Continue the news article on the Pittsfield fires and manhunt, starting after its final sentence rather than from the listing.

Document section =
* * *

Amid multiple Pittsfield blazes, manhunt, firefighters restored order
PITTSFIELD — The calls kept coming in.
Pittsfield Fire Chief Robert Czerwinski was geared up and headed for a two-alarm fire on Appleton Avenue on Saturday night when another call came in for a blaze at Fort Hill Avenue.
Czerwinski, who was traveling down West Housatonic Street approaching South Street, realized he was closest, made a U-turn and headed for Fort Hill to set up a much-needed fire command in a densely populated neighborhood.
As crews battled those blazes, two more calls came in for structure fires at Ridge Avenue and Brown Street.
All told, four fires were reported in less than an hour's time, and alarm spread across the city and on social media that a serial arsonist may be on the loose.
With all available city firefighters at or responding to 112 Appleton Ave., Pittsfield sought additional firefighters from Lenox and Dalton, as well as Lanesborough and Richmond.
"I've got all these engine companies coming, now we realize we have a problem," Czerwinski told The Eagle on Monday.
While police were busy trying to track down the man suspected of igniting the blazes, Czerwinski and the incident commander on duty, Capt. Mitch Kellar, were coordinating the deployment of the 36 city firefighters and dozens more from several surrounding communities to handle the four fires. In addition, several police departments from neighboring towns were called in to assist with traffic control at the fire scenes as city police were also stretched thin.
Authorities got a tip from the homeowner at the Fort Hill home, who told Czerwinski that he believed he knew who set the fire.
"When he heard about the Ridge Avenue [fire], he said, 'That's my uncle's house,'" the chief recalled.
Eventually, the man suspected of setting the blazes, Phillip Jordan, was caught near the Canadian border late Sunday afternoon. Jordan, 58, was arraigned in Vermont on Monday on a fugitive from justice charge and ordered held on $25,000 bail.
Cooperative arrangements that already are established helped make the seemingly chaotic scene more manageable, according to Czerwinski.

* * *

Entries supplied =

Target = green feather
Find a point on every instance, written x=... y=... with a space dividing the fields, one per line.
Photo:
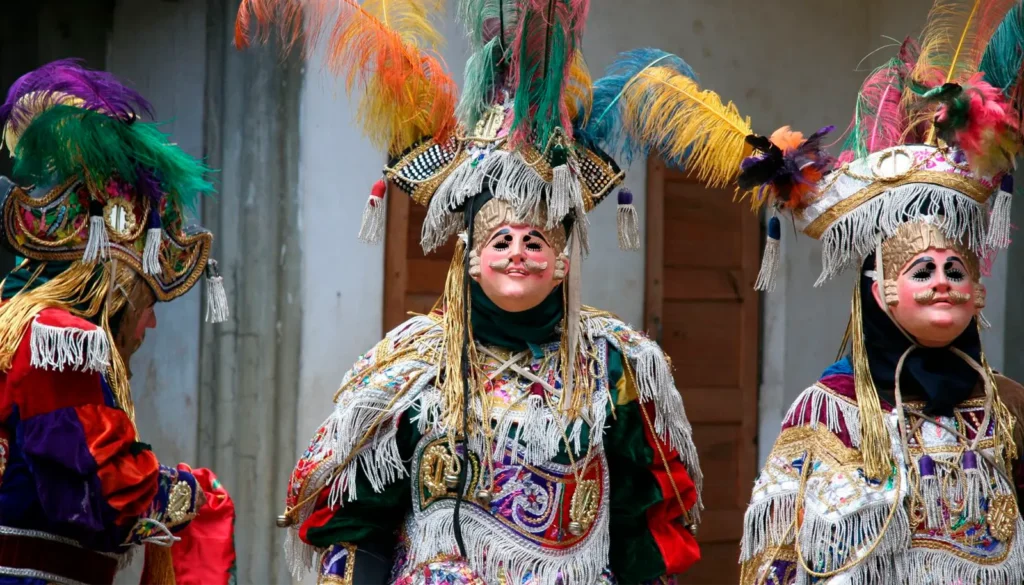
x=1001 y=59
x=478 y=87
x=66 y=141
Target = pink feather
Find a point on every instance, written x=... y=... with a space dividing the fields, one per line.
x=989 y=138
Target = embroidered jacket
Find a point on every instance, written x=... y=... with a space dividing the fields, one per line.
x=814 y=517
x=70 y=463
x=632 y=450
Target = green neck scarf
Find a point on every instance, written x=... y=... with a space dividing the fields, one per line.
x=20 y=276
x=515 y=331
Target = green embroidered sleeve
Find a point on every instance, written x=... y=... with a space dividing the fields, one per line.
x=374 y=516
x=635 y=555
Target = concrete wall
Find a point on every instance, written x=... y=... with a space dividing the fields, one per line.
x=160 y=48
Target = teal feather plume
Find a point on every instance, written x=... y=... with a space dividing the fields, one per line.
x=1004 y=55
x=66 y=141
x=605 y=128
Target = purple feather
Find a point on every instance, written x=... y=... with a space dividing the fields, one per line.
x=98 y=90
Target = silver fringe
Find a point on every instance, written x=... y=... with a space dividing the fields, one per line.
x=59 y=347
x=98 y=246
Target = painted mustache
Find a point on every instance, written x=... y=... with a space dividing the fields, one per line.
x=531 y=266
x=928 y=297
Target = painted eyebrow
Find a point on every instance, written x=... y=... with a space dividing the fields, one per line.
x=919 y=261
x=502 y=232
x=537 y=234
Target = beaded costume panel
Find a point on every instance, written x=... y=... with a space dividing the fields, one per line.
x=949 y=515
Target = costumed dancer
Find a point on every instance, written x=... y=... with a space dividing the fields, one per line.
x=96 y=213
x=901 y=463
x=511 y=435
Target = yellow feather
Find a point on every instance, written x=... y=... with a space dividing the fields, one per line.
x=580 y=89
x=671 y=111
x=411 y=18
x=953 y=41
x=386 y=49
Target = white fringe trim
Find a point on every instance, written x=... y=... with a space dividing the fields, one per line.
x=216 y=300
x=770 y=262
x=768 y=524
x=511 y=179
x=628 y=222
x=59 y=347
x=151 y=254
x=815 y=400
x=855 y=235
x=998 y=223
x=655 y=384
x=494 y=552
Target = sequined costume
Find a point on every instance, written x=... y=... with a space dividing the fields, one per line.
x=95 y=208
x=530 y=448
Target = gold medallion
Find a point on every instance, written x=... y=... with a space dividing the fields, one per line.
x=583 y=508
x=1001 y=516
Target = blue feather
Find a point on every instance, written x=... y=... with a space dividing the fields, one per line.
x=604 y=128
x=1005 y=53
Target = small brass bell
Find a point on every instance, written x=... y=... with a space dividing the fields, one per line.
x=483 y=497
x=452 y=481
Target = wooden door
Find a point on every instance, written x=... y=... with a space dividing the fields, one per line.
x=702 y=259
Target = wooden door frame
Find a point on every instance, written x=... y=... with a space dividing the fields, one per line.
x=395 y=261
x=654 y=247
x=751 y=326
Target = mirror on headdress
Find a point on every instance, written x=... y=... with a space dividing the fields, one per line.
x=120 y=219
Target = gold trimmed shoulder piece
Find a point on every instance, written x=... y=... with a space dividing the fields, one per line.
x=59 y=340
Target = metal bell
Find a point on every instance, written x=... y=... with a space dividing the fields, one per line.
x=483 y=497
x=452 y=481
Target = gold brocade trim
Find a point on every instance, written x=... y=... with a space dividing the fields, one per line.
x=756 y=571
x=349 y=568
x=933 y=545
x=178 y=504
x=798 y=440
x=969 y=187
x=199 y=246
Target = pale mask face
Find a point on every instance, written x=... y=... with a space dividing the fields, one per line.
x=139 y=317
x=935 y=297
x=517 y=267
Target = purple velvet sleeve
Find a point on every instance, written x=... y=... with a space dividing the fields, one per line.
x=65 y=472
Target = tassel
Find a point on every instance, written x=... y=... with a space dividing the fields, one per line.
x=930 y=492
x=566 y=195
x=374 y=218
x=216 y=296
x=158 y=568
x=977 y=487
x=98 y=246
x=629 y=221
x=998 y=223
x=983 y=322
x=154 y=238
x=770 y=260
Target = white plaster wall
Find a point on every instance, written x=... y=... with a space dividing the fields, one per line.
x=160 y=49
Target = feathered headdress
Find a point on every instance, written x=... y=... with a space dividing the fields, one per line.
x=934 y=135
x=100 y=182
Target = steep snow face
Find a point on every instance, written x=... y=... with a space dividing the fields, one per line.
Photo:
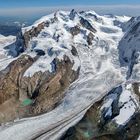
x=56 y=40
x=129 y=49
x=121 y=99
x=100 y=70
x=6 y=44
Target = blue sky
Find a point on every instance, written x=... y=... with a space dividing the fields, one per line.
x=43 y=7
x=36 y=3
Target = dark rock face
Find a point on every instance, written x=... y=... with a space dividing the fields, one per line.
x=7 y=30
x=75 y=30
x=33 y=33
x=97 y=125
x=72 y=14
x=90 y=38
x=22 y=96
x=87 y=25
x=29 y=96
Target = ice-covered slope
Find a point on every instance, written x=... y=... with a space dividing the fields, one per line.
x=5 y=59
x=100 y=68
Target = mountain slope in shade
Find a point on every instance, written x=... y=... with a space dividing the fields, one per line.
x=62 y=65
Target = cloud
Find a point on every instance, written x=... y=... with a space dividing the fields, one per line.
x=132 y=10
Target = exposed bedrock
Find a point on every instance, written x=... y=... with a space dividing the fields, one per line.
x=102 y=120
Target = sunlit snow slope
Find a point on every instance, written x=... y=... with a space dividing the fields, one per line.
x=100 y=70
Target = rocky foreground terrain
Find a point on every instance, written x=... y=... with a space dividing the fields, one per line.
x=71 y=76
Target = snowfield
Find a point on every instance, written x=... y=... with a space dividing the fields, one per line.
x=100 y=71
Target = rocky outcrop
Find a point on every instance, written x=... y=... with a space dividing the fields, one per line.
x=100 y=123
x=72 y=14
x=90 y=38
x=85 y=23
x=22 y=96
x=75 y=30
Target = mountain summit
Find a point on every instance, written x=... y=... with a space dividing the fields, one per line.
x=71 y=75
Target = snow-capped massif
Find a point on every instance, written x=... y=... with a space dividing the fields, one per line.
x=103 y=66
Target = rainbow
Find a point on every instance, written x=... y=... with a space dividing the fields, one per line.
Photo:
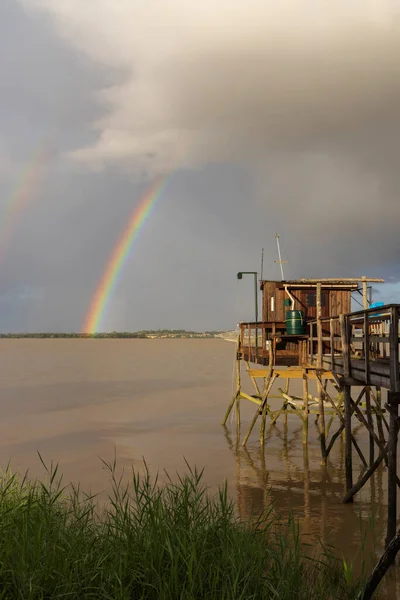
x=25 y=188
x=119 y=256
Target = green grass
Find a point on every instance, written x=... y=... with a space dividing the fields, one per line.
x=150 y=541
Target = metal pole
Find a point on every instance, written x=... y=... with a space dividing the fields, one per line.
x=279 y=254
x=256 y=307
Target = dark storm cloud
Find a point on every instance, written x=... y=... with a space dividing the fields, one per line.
x=288 y=118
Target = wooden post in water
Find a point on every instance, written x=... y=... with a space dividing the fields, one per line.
x=305 y=399
x=236 y=395
x=393 y=405
x=367 y=376
x=319 y=365
x=344 y=332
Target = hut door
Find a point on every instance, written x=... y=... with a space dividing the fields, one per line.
x=311 y=304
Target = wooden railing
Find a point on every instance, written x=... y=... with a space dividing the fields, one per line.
x=359 y=344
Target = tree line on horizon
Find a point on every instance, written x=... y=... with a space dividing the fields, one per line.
x=145 y=334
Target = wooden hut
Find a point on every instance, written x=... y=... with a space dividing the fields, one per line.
x=294 y=296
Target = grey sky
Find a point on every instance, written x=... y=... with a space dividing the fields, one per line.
x=272 y=119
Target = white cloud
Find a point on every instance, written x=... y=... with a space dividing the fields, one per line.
x=233 y=80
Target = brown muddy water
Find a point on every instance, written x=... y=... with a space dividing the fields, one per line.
x=76 y=401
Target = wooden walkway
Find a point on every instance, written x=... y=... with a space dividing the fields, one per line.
x=359 y=349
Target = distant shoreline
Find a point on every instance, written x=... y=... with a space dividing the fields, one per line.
x=146 y=335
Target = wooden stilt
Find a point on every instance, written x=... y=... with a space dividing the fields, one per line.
x=348 y=446
x=392 y=471
x=236 y=395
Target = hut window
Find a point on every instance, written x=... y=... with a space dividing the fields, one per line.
x=312 y=299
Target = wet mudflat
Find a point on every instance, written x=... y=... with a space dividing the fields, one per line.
x=75 y=401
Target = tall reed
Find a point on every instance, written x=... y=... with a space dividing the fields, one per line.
x=151 y=541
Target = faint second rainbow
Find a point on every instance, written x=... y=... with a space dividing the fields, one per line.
x=119 y=256
x=24 y=190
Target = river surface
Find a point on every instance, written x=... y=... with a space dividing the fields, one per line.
x=79 y=401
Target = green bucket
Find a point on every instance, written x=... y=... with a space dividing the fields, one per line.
x=294 y=322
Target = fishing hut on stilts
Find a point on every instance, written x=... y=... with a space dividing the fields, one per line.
x=349 y=359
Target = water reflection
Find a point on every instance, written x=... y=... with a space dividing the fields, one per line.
x=290 y=475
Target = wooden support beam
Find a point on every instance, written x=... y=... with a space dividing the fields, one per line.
x=392 y=472
x=363 y=480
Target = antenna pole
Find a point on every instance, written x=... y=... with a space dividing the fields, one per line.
x=262 y=262
x=279 y=254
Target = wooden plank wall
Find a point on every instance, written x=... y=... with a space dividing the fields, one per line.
x=335 y=302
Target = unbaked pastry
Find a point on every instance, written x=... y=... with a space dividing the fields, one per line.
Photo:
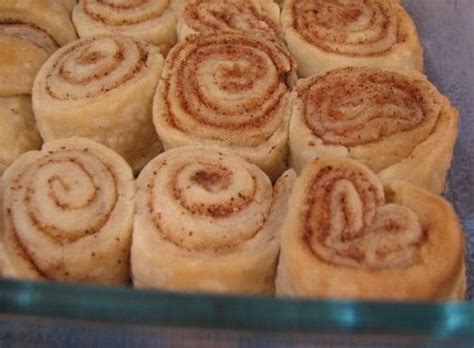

* * *

Task output =
"The beauty of mutual aid is we have all these agreements in place with fire, police, ambulance services and health departments," he said.
While Pittsfield's fire services are only occasionally stretched thin, the small city department of 95 firefighters and officers is accustomed to handling multiple calls at once. "About 25 percent of the time, we have two or more fire companies out responding to medical calls, car accidents, as well as fires," Czerwinski said.
Saturday's multiple fire response will be assessed by the chief and his staff on what worked well and what needs improvement for the fire department's next all-hands-on-deck situation.
Czerwinski said the firefighter shift on duty Saturday was working Monday, and the crew has done its own post-incident analysis — something done after all significant fires.
The Appleton Avenue fire was the worst of the four, with flames gutting most of the home. Damage to the other three residences was limited, and no one was hurt.
By Sunday morning, calm had been restored to the city. Czerwinski decided to spend time with family at the Apple Squeeze in Lenox, where he was approached by a number of Pittsfield residents praising the work of city firefighters the night before.
"It was good to hear them say what a good job we did getting things under control," he said.